* [Ejercicio planteado]
Según el texto sobre Ignacio Doménech, ¿en qué año se editó su libro 'El cocinero americano'?

Trabajo de Carlos Azcoytia

 Julio de 2011

Gracias a Ignacio Doménech, el gran maestro de la cocina de finales del siglo XIX y primera mitad del siglo XX, hoy podemos conocer los nombres de los míticos cocineros que trabajaron en los mejores restaurantes de la ciudad de Nueva York en la década de los felices años 20 del siglo pasado; una época entre guerras que marcó un hito en la historia de la gastronomía moderna y donde tuvieron cabida todas las tendencias, todos los gustos y todos los placeres en una sociedad decadente que se precipitaba de cabeza a una de las guerras más crueles que ha sufrido la humanidad, la llamada Segunda Guerra Mundial.

Las biografías que comento forman parte del libro de Doménech titulado 'El cocinero americano', una recopilación de las mejores recetas de cocina de toda América, tanto del norte como del sur, y que descubría a los europeos, en su magnífico libro editado en el año 1917, los sabores de un continente, desde Argentina a Estados Unidos y que por desgracia, hasta hoy, ha pasado casi desapercibido.

En dicho libro aparecen las originales formas de elaborar los sabrosos pucheros y sopas criollas o cubanas hasta las importadas por los orientales al Nuevo Continente, pasando por los tamales, la pachamanca o el seviche peruano y un sin fin de platos que hoy venden a los turistas ligeramente transformados para ser deglutidos acordes a los gustos foráneos y que en algunos casos están tan deformados que en poco o en nada se parecen a los originales.

Un viaje de trabajo muy bien aprovechado el de Doménech y que nos dejó como herencia haciéndolo inmortal, porque su libro es como un pequeño tesoro que, al menos, en la biblioteca de un gastrónomo debe de ser imprescindible.

Centrándome en el motivo del estudio que enuncio, Doménech, hace un apartado en su libro, que está dedicado sólo a recetas, a comentar lo que él titula como 'Figuras de los grandes jefes de cocina de New-York', donde hace una pequeña biografía de cuatro de ellos y, también, de una receta preferida de cada uno, todo un legado gastronómico que se habría perdido para siempre si no fuera por el interés y la curiosidad de nuestro homenajeado y maestro de cocineros españoles.

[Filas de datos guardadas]
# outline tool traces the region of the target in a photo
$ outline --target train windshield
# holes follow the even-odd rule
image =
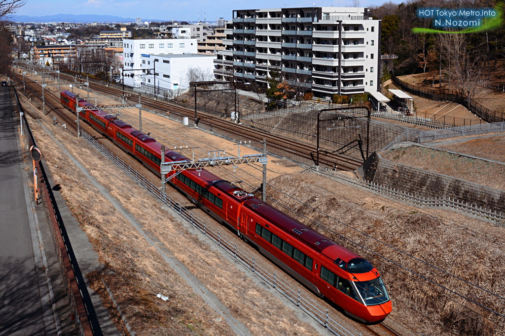
[[[373,280],[354,283],[367,306],[380,304],[389,300],[389,296],[380,277]]]

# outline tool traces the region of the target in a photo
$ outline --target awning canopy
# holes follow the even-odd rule
[[[389,89],[389,92],[392,94],[394,95],[399,98],[406,98],[407,99],[414,99],[413,98],[405,93],[401,90],[392,90],[391,89]]]
[[[387,103],[390,100],[389,98],[377,91],[370,91],[369,93],[372,95],[372,96],[375,98],[378,102],[380,103]]]

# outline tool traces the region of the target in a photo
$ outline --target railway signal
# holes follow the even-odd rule
[[[38,147],[34,145],[30,148],[30,155],[31,156],[32,160],[33,161],[33,187],[35,189],[35,202],[36,204],[38,204],[38,192],[37,188],[37,168],[35,167],[35,163],[38,162],[42,159],[42,153],[38,149]]]

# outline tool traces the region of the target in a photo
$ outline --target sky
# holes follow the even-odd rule
[[[55,14],[98,14],[123,18],[140,17],[144,19],[167,21],[197,21],[201,12],[207,14],[207,21],[223,17],[231,19],[234,10],[282,7],[310,7],[315,0],[28,0],[16,13],[17,15],[44,16]],[[384,0],[359,0],[359,7],[380,5]],[[393,0],[395,3],[401,1]],[[325,0],[315,1],[317,7],[355,7],[352,0]],[[282,4],[282,5],[281,5]]]

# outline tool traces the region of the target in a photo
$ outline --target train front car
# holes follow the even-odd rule
[[[348,315],[362,322],[376,323],[385,319],[392,306],[375,267],[338,244],[327,247],[322,254],[334,260],[327,268],[322,264],[320,275],[331,285],[333,290],[329,294],[335,299],[330,298],[332,300]]]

* [Respuesta]
En 1917.